(BRANO FORNITO):
........

28 maggio. Nella notte è stata messa fuori uso la serratura della BIESSE SISTEMI SRL, azienda che si occupa della manutenzione della videosorveglianza all’interno del Cie. Nell’inferriata è stato appeso uno striscione con su scritto ”BIESSE COMPLICE DELL’ESISTENZA DEI C.I.E, CONTRO OGNI GABBIA”.
La presenza sempre più invadente della polizia a far retate, controlli ad ogni angolo e nei bar salta agli occhi a tutti coloro che attraversano le strade di Torino nord. Le statistiche confermano ciò che si presagisce dalle percezioni in strada, sembra aumentare l’impegno a punire reati considerati lievi: il controllo diretto diventa maggiore, il numero di persone arrestate per piccole attività illegali cresce. E anche il tribunale di Torino sembra si stia organizzando a riguardo, dotandosi di strumenti in grado di far condannare più velocemente chi commette reati come furto, violenza, minaccia, resistenza a pubblico ufficiale, violazione di sigilli, risse, ricettazioni.
E dove la repressione riesce a cacciare le persone indesiderate dalle strade, ripulite per il nuovo profitto urbano, rimangono telecamere a scrutare costantemente lo spazio e vigilanza privata a far la ronda. S’incuneano così i processi di riqualificazione dello spazio e di messa a profitto che nell’ultimo decennio procedono a spron battuto in certi quartieri ormai ex-popolari di Torino.

........

(MATERIALE):
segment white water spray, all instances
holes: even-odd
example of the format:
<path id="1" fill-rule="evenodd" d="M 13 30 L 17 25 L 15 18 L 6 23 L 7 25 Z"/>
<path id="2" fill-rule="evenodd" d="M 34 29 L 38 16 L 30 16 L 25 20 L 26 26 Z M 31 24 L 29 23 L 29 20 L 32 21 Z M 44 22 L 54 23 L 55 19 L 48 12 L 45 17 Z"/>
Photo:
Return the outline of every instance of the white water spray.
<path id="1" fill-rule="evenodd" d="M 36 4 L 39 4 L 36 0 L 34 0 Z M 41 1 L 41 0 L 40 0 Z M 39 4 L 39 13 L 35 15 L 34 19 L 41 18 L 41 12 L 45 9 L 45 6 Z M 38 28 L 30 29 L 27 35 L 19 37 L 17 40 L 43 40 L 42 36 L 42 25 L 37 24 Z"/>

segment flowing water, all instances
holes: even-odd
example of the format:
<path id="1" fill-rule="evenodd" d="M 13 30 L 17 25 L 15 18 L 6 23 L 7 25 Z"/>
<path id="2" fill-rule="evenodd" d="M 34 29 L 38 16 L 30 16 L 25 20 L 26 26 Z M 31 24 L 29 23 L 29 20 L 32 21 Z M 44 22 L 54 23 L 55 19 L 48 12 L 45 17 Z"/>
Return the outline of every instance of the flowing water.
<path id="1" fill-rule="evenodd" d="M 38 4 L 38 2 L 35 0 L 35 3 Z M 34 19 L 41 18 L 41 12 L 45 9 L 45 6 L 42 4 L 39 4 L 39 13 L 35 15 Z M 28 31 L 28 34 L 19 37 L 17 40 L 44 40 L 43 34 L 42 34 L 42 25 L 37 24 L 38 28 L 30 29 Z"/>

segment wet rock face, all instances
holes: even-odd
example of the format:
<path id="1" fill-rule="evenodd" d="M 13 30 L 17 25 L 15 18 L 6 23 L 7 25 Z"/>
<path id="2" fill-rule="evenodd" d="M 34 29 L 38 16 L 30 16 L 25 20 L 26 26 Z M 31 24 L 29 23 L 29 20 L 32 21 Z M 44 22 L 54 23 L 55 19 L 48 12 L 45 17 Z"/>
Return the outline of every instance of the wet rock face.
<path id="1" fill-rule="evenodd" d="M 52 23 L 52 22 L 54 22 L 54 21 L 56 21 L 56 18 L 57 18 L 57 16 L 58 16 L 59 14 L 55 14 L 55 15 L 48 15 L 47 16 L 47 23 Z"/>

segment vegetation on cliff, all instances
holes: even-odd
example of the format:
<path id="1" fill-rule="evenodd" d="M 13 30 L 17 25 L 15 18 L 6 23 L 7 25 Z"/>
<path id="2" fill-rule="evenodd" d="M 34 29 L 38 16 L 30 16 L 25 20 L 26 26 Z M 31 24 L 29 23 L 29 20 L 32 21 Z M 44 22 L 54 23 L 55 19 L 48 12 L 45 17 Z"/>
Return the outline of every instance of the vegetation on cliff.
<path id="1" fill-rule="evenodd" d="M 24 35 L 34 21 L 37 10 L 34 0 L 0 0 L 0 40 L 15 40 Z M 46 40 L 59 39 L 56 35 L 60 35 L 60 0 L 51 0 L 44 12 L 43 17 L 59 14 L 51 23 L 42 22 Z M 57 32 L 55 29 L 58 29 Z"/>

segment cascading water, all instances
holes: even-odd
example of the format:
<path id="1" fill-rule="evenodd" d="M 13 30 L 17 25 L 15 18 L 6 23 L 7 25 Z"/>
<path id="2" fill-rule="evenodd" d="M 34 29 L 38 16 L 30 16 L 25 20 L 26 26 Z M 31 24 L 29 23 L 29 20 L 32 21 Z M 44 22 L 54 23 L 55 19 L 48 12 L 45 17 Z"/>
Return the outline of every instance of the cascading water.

........

(QUESITO POSTO): Secondo il brano fornito, di che cosa si occupa la BIESSE SISTEMI SRL all'interno del Cie?

(RISPOSTA): Si occupa della manutenzione della videosorveglianza all'interno del Cie.